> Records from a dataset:

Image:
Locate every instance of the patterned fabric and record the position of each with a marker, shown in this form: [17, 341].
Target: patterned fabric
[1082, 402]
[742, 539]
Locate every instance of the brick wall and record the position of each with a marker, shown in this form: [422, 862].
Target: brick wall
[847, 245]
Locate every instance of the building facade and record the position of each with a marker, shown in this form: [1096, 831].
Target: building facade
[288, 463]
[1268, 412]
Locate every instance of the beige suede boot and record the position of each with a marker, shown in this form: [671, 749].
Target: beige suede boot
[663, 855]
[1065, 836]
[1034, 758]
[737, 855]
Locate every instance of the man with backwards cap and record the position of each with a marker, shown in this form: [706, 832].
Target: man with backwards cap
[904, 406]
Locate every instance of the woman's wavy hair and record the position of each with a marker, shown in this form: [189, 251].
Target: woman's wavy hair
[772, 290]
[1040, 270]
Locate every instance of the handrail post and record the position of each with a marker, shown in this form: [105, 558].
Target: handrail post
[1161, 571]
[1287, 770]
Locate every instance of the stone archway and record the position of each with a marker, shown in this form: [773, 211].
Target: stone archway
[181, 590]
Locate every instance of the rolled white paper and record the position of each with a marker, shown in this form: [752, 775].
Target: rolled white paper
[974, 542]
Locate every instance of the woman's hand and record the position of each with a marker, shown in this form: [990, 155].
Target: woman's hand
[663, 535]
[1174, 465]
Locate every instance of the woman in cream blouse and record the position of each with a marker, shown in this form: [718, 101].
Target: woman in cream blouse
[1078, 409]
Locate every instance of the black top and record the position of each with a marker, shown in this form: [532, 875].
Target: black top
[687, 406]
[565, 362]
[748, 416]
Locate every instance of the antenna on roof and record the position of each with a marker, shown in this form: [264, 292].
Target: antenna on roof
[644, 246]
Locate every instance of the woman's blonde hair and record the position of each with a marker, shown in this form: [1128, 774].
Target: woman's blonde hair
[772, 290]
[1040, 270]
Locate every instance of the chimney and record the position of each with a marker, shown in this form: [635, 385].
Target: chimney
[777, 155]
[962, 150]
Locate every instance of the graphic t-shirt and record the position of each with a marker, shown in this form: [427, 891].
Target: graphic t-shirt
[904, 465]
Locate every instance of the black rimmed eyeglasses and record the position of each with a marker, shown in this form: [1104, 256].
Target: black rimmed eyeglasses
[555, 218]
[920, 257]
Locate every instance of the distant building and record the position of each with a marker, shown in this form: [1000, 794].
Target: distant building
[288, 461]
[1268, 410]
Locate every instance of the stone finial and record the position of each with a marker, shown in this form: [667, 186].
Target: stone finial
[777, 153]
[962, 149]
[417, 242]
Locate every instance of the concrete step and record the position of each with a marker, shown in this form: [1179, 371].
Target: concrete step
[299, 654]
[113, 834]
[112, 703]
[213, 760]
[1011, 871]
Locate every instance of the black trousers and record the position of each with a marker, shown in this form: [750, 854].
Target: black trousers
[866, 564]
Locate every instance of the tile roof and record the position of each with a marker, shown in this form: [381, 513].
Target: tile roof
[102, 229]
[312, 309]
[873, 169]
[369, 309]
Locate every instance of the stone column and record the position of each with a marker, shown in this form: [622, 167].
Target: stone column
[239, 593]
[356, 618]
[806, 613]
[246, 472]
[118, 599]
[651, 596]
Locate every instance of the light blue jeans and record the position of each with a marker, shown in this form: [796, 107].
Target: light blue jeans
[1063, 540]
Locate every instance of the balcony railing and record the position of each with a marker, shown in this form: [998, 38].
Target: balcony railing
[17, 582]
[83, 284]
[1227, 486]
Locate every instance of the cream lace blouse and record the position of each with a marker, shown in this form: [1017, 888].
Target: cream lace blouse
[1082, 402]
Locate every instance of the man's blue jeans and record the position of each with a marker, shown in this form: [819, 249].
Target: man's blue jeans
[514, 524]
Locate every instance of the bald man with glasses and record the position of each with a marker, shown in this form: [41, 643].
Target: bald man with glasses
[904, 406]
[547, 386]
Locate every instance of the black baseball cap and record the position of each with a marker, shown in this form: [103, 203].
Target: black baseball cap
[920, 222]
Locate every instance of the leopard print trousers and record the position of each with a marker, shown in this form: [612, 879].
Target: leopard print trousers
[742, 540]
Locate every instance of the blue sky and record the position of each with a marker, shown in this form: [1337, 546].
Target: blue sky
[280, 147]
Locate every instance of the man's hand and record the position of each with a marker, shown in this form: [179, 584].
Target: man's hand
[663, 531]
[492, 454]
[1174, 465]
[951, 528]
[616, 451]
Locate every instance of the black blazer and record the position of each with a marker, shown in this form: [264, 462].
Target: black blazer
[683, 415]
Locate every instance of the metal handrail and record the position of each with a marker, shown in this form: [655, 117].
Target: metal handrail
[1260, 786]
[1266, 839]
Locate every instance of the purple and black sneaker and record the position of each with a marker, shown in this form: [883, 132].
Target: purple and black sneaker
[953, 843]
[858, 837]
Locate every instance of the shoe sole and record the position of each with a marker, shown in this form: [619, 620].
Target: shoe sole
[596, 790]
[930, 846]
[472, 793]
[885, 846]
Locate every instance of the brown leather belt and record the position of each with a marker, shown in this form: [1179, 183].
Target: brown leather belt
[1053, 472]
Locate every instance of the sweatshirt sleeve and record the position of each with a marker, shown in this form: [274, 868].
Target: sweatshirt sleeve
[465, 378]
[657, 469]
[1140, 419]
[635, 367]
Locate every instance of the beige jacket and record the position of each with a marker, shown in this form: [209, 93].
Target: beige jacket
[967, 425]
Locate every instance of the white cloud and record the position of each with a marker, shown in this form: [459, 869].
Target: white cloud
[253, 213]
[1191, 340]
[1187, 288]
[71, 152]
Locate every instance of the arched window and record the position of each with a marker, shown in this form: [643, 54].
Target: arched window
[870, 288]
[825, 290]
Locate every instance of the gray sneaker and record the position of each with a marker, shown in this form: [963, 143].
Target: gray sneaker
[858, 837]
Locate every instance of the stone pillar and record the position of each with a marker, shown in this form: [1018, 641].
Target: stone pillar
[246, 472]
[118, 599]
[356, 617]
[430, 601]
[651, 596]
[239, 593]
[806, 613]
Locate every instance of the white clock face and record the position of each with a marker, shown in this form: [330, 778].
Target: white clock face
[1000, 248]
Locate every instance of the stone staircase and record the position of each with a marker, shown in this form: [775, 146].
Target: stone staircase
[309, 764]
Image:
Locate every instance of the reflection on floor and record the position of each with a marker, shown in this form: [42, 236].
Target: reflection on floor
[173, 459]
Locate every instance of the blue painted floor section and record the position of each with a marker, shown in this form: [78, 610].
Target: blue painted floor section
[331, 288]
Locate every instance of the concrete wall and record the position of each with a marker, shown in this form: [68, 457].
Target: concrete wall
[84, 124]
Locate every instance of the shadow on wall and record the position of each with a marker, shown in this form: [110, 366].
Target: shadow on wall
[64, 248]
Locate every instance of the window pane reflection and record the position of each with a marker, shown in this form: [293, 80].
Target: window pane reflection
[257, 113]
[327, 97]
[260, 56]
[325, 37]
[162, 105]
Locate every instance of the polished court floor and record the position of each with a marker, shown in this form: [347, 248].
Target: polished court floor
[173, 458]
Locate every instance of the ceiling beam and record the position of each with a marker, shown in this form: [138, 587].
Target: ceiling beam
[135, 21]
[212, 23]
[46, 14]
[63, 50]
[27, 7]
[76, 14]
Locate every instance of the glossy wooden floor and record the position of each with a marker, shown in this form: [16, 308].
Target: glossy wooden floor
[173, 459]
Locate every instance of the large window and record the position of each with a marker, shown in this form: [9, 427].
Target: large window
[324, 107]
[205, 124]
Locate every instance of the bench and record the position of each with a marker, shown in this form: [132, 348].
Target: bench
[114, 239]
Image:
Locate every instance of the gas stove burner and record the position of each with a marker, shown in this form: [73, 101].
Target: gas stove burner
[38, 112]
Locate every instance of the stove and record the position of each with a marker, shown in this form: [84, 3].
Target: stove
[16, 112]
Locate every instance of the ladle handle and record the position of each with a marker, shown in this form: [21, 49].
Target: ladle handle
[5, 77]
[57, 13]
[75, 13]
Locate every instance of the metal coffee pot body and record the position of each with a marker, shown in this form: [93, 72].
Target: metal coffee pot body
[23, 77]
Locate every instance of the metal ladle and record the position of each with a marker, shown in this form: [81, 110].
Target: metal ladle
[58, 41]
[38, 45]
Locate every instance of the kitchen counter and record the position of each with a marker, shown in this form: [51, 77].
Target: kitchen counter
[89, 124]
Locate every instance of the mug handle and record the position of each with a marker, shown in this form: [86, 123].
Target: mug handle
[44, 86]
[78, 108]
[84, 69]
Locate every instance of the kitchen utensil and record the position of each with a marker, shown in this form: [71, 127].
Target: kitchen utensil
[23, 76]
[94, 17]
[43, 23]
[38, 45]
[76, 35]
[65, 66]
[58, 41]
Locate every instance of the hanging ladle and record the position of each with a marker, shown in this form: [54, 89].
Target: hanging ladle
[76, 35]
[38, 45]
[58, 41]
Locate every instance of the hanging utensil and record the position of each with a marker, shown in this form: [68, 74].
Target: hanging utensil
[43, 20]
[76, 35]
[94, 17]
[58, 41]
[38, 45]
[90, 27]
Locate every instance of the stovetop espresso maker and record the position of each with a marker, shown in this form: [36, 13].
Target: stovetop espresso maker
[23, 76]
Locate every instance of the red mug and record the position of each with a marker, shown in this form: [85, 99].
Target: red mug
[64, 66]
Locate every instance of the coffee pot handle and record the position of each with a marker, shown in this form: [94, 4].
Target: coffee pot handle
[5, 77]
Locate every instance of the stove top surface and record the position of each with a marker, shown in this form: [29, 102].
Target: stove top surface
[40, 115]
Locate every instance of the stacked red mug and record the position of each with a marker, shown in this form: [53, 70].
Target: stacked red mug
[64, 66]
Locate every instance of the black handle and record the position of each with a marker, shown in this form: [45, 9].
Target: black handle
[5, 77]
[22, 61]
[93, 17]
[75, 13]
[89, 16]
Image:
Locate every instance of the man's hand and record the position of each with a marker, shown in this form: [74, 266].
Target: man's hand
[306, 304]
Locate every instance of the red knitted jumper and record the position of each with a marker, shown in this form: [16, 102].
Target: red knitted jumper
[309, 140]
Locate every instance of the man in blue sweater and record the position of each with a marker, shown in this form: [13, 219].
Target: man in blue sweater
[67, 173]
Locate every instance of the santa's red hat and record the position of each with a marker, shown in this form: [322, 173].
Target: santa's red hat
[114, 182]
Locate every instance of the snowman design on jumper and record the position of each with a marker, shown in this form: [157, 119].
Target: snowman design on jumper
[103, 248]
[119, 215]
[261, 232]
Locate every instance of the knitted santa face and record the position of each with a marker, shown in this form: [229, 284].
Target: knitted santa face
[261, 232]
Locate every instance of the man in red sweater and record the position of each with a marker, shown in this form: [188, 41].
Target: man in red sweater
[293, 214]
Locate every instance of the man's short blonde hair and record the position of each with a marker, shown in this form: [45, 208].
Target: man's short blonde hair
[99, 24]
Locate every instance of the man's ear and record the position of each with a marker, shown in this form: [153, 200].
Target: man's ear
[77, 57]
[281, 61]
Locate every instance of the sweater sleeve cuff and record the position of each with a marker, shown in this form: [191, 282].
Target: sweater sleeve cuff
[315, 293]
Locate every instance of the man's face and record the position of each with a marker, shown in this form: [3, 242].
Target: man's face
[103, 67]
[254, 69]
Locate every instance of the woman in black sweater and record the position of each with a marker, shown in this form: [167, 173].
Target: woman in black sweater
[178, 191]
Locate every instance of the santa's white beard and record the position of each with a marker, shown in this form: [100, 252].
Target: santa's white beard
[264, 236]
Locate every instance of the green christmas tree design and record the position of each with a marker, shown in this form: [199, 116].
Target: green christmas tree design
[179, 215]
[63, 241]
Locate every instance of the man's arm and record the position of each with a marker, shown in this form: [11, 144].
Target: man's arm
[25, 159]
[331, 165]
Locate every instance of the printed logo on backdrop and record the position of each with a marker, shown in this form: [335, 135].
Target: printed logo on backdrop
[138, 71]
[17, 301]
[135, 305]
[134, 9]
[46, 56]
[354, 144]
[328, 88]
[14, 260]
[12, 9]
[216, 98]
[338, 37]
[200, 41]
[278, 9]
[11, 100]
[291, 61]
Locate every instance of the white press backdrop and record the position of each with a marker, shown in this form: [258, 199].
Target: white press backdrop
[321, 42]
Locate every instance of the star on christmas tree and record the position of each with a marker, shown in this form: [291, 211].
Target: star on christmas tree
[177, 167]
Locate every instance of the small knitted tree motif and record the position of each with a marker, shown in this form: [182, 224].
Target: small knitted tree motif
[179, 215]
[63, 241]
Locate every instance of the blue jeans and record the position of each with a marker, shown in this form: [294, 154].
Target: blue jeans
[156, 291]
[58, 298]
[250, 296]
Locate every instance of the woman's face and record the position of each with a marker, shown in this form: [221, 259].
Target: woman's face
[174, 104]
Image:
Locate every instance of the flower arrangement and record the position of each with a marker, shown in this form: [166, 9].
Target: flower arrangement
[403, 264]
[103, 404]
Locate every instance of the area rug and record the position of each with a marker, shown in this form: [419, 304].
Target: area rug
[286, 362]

> Aim of the exercise:
Reproduce exactly the lines from the one with "Locate every instance of the blue jeans" through the end of the entries above, both ends included.

> Correct answer:
Locate every instance of the blue jeans and record the position of each with a marker, shown in this form: [294, 154].
Target: blue jeans
[156, 291]
[58, 298]
[250, 296]
Locate every instance of the woman's face and record the position of each with a marker, shown in this form: [221, 259].
Target: woman's face
[174, 104]
Image:
Locate every instance of the flower arrangement and record the position of each with a marker, shown in this form: [166, 9].
Target: flower arrangement
[403, 264]
[103, 404]
Locate every instance of the area rug and record the position of each with a marker, shown in this form: [419, 304].
Target: area rug
[286, 362]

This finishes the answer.